◆ Supplied text:
## start

This will require deft handling of the ‘new’ ordinary Indian’s aspirations without abandoning the broader alternative vision underlined in his Cambridge University speech.

In his Cambridge University speech, Rahul Gandhi pointed to the nature of the state and its policies and actions that, in his view, constitute a threat to democracy and the long-standing project of an inclusive society. (Photo: Congress/ Twitter)In his Cambridge University speech, Rahul Gandhi pointed to the nature of the state and its policies and actions that, in his view, constitute a threat to democracy and the long-standing project of an inclusive society. (Photo: Congress/ Twitter)
March 4, 2023 07:09 PM IST First published on: Mar 4, 2023 at 06:05 PM IST

In a recent speech at Cambridge University, Congress leader Rahul Gandhi outlined a number of contexts that, he suggested, constituted a threat to Indian democracy. Key among these, he said, was the extreme centralisation of power in a federal polity, stifling of opposition voices through bureaucratic organs as well as surveillance mechanisms and increasing attacks on minorities. It is not so much, Gandhi added, that every social welfare policy formulated by PM Modi’s government must be open to criticism. Rather — to borrow a powerful image from the Italian thinker Antonio Gramsci — if we only look at the chirping bird, we miss the cage within which it has been imprisoned. National vision must — Gandhi seems to suggest — include both the small and the big picture: What kind of India is being foisted upon apparently satisfied poor households with a bank account and a gas cylinder?

## end

◆ Data:

## start

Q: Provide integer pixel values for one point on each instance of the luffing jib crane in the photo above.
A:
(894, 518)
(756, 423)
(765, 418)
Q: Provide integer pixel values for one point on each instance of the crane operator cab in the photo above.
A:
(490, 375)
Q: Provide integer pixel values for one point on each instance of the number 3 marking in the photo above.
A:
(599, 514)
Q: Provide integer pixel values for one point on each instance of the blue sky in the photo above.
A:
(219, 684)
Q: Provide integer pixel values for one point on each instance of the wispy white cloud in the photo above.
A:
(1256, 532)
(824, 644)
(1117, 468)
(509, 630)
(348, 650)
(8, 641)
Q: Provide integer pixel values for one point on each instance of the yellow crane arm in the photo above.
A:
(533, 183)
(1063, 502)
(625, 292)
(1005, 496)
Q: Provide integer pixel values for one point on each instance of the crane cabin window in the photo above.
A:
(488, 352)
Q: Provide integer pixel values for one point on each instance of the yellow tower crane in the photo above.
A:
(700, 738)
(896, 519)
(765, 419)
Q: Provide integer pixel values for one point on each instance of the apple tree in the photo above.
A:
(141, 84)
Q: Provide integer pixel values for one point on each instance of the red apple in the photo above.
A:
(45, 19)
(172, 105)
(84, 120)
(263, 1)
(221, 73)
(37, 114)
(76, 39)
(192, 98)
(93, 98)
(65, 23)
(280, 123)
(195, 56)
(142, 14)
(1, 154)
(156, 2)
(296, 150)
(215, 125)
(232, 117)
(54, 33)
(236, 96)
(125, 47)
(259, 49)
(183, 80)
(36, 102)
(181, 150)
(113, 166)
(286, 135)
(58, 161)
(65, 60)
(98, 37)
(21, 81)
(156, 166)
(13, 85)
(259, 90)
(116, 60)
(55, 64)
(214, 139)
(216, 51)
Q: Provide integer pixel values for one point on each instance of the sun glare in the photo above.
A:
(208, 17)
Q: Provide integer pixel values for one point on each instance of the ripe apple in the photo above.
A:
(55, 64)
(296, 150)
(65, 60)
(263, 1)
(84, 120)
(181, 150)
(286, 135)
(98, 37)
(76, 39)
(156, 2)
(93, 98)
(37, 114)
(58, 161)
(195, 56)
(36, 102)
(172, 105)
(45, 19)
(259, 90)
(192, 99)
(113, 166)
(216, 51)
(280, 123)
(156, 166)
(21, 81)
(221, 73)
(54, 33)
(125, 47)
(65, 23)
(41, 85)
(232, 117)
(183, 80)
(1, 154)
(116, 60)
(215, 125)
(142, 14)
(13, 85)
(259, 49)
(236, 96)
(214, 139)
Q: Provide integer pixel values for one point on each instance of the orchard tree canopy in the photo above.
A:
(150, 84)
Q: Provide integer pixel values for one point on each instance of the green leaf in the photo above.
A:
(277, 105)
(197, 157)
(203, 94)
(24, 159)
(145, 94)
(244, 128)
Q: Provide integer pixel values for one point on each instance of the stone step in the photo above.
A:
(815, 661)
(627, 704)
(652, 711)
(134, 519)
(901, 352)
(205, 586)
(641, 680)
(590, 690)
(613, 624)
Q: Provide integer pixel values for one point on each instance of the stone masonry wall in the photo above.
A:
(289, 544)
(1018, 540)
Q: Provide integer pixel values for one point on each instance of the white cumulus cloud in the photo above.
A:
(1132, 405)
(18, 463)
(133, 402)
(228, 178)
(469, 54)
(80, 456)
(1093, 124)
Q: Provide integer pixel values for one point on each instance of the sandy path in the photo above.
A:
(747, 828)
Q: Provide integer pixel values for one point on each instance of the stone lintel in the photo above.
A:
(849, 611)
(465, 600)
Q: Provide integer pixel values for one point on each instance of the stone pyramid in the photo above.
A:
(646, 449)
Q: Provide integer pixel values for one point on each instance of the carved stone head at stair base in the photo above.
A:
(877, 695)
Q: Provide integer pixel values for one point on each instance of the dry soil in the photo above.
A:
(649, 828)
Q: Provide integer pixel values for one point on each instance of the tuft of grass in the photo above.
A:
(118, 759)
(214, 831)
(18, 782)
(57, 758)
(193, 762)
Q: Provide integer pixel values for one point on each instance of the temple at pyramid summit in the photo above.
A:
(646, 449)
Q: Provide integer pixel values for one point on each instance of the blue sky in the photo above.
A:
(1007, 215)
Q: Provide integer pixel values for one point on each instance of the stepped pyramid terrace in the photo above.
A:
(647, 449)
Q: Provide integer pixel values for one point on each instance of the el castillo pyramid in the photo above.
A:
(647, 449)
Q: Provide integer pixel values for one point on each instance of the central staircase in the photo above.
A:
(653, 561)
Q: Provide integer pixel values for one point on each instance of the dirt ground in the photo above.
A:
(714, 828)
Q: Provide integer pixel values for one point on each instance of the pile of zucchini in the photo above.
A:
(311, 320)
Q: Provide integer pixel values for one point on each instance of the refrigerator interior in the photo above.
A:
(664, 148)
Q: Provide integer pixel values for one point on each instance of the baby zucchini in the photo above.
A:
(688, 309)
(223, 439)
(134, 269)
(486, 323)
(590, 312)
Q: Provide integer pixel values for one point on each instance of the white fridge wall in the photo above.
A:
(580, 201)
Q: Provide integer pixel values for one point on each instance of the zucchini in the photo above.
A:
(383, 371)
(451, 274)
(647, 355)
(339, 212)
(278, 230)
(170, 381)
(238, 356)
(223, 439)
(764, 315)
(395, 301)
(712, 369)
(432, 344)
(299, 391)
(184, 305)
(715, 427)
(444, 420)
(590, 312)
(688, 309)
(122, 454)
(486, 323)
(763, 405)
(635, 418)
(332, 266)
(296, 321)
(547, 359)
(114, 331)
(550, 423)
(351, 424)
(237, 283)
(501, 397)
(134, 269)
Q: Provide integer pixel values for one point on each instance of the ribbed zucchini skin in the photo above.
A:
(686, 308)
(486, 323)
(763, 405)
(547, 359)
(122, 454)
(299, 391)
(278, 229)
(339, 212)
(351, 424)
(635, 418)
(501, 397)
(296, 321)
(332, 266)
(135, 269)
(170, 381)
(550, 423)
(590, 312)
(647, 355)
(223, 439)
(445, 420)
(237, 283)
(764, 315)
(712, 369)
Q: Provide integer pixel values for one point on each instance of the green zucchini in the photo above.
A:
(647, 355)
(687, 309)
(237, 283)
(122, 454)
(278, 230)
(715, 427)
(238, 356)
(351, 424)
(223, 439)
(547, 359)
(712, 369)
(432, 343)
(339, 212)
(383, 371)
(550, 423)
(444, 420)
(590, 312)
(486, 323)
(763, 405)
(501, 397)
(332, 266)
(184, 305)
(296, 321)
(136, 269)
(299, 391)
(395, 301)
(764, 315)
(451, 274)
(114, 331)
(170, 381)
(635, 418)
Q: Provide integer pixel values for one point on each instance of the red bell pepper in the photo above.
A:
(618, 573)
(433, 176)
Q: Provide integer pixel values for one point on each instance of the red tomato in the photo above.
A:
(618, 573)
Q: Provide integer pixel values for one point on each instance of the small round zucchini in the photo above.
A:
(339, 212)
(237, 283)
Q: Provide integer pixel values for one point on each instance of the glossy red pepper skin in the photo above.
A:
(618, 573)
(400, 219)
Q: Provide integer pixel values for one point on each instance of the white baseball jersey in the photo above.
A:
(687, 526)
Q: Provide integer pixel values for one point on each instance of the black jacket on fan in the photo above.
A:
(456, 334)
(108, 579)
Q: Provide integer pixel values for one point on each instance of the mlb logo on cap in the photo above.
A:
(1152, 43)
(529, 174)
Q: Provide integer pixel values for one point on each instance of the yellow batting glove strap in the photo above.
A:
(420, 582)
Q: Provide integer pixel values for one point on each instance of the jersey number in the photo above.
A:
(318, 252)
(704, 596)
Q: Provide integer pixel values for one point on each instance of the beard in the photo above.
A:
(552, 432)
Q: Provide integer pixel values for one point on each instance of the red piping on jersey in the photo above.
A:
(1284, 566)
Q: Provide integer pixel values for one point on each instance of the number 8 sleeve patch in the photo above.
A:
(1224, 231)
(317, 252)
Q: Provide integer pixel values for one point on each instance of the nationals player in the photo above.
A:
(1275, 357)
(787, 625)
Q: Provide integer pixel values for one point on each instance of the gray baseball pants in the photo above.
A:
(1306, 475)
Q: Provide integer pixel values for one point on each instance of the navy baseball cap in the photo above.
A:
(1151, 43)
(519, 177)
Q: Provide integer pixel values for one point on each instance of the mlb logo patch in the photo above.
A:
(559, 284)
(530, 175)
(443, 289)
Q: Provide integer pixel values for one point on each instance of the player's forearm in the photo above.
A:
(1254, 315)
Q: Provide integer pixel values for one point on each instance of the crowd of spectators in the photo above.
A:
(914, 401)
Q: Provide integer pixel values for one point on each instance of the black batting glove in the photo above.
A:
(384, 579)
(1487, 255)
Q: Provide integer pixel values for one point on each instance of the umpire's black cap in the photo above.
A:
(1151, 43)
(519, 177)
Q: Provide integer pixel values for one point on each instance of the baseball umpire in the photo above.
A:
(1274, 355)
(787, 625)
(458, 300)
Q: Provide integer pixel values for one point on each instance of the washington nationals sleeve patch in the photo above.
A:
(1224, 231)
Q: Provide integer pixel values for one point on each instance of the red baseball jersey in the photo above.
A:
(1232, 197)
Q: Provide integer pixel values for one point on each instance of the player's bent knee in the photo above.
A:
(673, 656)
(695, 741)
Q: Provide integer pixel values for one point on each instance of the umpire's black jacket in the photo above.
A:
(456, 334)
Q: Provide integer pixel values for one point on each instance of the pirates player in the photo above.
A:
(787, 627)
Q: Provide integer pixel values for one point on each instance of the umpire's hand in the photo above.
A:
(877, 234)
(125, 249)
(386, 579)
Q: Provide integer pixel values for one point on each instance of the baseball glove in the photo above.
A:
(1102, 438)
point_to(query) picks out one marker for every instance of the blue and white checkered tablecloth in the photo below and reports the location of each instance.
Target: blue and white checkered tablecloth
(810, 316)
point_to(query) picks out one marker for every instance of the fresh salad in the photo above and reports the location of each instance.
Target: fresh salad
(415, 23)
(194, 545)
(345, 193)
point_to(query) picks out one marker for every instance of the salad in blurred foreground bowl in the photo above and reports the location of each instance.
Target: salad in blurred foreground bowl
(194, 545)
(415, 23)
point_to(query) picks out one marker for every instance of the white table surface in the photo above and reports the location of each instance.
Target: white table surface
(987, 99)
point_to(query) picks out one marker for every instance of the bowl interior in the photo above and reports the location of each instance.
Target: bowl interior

## end

Reproduce everything from "In a recent" down to "a gas cylinder?" in the article on Rahul Gandhi's Cambridge speech, word for word.

In a recent speech at Cambridge University, Congress leader Rahul Gandhi outlined a number of contexts that, he suggested, constituted a threat to Indian democracy. Key among these, he said, was the extreme centralisation of power in a federal polity, stifling of opposition voices through bureaucratic organs as well as surveillance mechanisms and increasing attacks on minorities. It is not so much, Gandhi added, that every social welfare policy formulated by PM Modi’s government must be open to criticism. Rather — to borrow a powerful image from the Italian thinker Antonio Gramsci — if we only look at the chirping bird, we miss the cage within which it has been imprisoned. National vision must — Gandhi seems to suggest — include both the small and the big picture: What kind of India is being foisted upon apparently satisfied poor households with a bank account and a gas cylinder?